- Input data:
——————

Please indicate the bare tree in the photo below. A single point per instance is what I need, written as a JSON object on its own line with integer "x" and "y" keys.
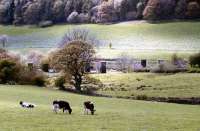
{"x": 80, "y": 34}
{"x": 3, "y": 40}
{"x": 72, "y": 59}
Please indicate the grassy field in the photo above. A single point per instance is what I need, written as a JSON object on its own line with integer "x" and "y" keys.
{"x": 112, "y": 114}
{"x": 152, "y": 85}
{"x": 137, "y": 39}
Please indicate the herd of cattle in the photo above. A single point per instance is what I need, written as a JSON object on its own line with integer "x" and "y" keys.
{"x": 63, "y": 105}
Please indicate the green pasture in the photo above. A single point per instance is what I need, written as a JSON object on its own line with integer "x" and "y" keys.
{"x": 181, "y": 85}
{"x": 111, "y": 115}
{"x": 139, "y": 39}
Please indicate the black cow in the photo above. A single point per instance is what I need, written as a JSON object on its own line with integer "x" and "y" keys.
{"x": 26, "y": 105}
{"x": 88, "y": 105}
{"x": 61, "y": 105}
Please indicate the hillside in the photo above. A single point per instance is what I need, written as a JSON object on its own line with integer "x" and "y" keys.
{"x": 138, "y": 39}
{"x": 47, "y": 12}
{"x": 111, "y": 115}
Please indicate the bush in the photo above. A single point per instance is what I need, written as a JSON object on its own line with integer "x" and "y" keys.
{"x": 38, "y": 81}
{"x": 8, "y": 71}
{"x": 165, "y": 68}
{"x": 59, "y": 82}
{"x": 195, "y": 60}
{"x": 194, "y": 70}
{"x": 45, "y": 67}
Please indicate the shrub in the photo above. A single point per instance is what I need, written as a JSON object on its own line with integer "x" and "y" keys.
{"x": 59, "y": 82}
{"x": 38, "y": 81}
{"x": 165, "y": 68}
{"x": 8, "y": 71}
{"x": 195, "y": 60}
{"x": 194, "y": 70}
{"x": 45, "y": 67}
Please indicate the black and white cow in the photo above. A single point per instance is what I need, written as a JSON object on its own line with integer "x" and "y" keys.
{"x": 26, "y": 104}
{"x": 89, "y": 106}
{"x": 61, "y": 105}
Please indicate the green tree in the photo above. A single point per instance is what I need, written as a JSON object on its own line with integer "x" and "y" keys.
{"x": 72, "y": 60}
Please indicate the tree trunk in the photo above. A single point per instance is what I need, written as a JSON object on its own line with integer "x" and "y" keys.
{"x": 78, "y": 82}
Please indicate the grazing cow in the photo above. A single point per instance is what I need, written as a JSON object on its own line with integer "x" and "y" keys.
{"x": 26, "y": 104}
{"x": 61, "y": 105}
{"x": 88, "y": 105}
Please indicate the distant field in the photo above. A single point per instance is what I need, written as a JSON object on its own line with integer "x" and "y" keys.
{"x": 180, "y": 85}
{"x": 111, "y": 115}
{"x": 138, "y": 39}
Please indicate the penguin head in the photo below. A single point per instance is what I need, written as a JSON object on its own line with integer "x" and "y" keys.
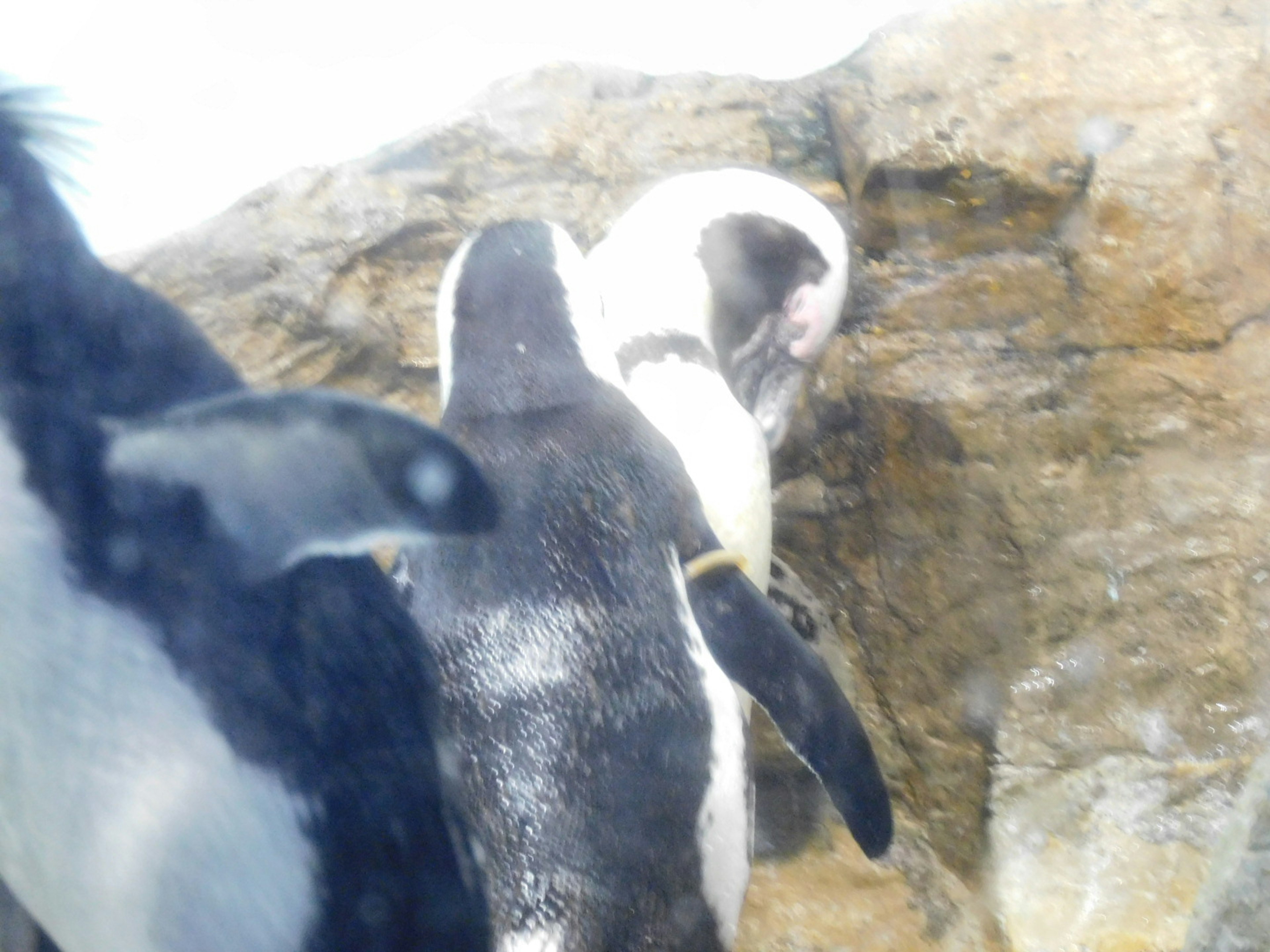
{"x": 291, "y": 475}
{"x": 520, "y": 323}
{"x": 760, "y": 267}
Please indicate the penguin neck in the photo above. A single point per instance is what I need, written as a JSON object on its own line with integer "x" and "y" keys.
{"x": 671, "y": 294}
{"x": 498, "y": 379}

——————

- What is being asked: Reproduce the whole listing above, switching every instance of "photo" to "image" and keeping everything else the same. Leave the pictures out.

- In response:
Please indicate the bare tree in the image below. A single point per instance is what I need, written as a JSON object on its own line with integer "x" and "y" keys.
{"x": 80, "y": 34}
{"x": 3, "y": 40}
{"x": 72, "y": 59}
Please indicate the grassy field in the image above. A single point per instance is what I need, written as a JSON object on its own line with integer "x" and "y" keys.
{"x": 112, "y": 114}
{"x": 152, "y": 85}
{"x": 137, "y": 39}
Please indicate the herd of cattle in the image above. A single point per instance is what I need, written as a JSON object on its own line with integer "x" and "y" keys.
{"x": 63, "y": 105}
Please indicate the green pasture in the image above. A single point per instance is what I need, written as a JSON object on its own line with integer "x" and "y" keys.
{"x": 181, "y": 85}
{"x": 111, "y": 115}
{"x": 139, "y": 39}
Please indicate the black cow in the image above. A single point per instance is what I need, written as a JSON object on its own line with integer "x" and "y" keys.
{"x": 26, "y": 105}
{"x": 88, "y": 105}
{"x": 61, "y": 105}
Please indicate the hillside in the image above. A single point per instance is what I need, written as a JSON object on its own line with integer "x" and "y" keys.
{"x": 138, "y": 39}
{"x": 47, "y": 12}
{"x": 111, "y": 115}
Please indicate the bush in the image above. A single point per instance is what I need, written as a JSON object on its own line with integer "x" and "y" keys.
{"x": 38, "y": 81}
{"x": 8, "y": 71}
{"x": 165, "y": 68}
{"x": 59, "y": 82}
{"x": 195, "y": 60}
{"x": 194, "y": 70}
{"x": 45, "y": 67}
Please indicate the shrub in the image above. A single point per instance is what I need, written as a JSON object on its own line with integer "x" and "y" keys.
{"x": 59, "y": 82}
{"x": 38, "y": 81}
{"x": 165, "y": 68}
{"x": 8, "y": 71}
{"x": 195, "y": 60}
{"x": 194, "y": 70}
{"x": 45, "y": 67}
Please indicate the black and white cow in the image above. A single point per instance is what I need, written as a JSON object on its own line with integer "x" and "y" keys.
{"x": 26, "y": 104}
{"x": 89, "y": 106}
{"x": 61, "y": 105}
Please indicate the green tree in the image above. A single point per instance is what I need, written as a JSON object on its own line with integer "x" and "y" keys.
{"x": 72, "y": 60}
Please indicate the tree trunk in the image above. A single point per instance is what I need, written as a JSON object on its own line with integer "x" and "y" keys.
{"x": 78, "y": 82}
Please indicate the grazing cow in the image above. A single point per instance is what I need, written as a JSON object on its own line with integer "x" and "y" keys.
{"x": 26, "y": 104}
{"x": 61, "y": 105}
{"x": 88, "y": 105}
Please indicate the distant field in the image above. A single point per instance is what I need, written as a JSON object on its own line with integer "x" and "y" keys.
{"x": 180, "y": 85}
{"x": 111, "y": 115}
{"x": 138, "y": 39}
Please indicate the penguin head in the image below. A single point per instance is what I need, written as a JSON object on its own line with integer "x" and "y" keys.
{"x": 291, "y": 475}
{"x": 520, "y": 323}
{"x": 760, "y": 267}
Please indicate the penguin neck in the image above. A single point per instance is what I need, written as a JSON object on its own line with integer "x" and "y" keys.
{"x": 671, "y": 294}
{"x": 498, "y": 379}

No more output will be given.